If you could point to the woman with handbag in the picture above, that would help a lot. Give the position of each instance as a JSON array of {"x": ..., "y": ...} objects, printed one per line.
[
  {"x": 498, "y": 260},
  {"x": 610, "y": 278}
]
########################################
Task: Set down the listing above in full, please, exactly as it appears.

Task answer:
If you could point to the woman with handbag in the picture above, that would help a lot. Give the position of each instance as a JSON array of {"x": ..., "y": ...} objects, printed one per line.
[
  {"x": 498, "y": 260},
  {"x": 610, "y": 278}
]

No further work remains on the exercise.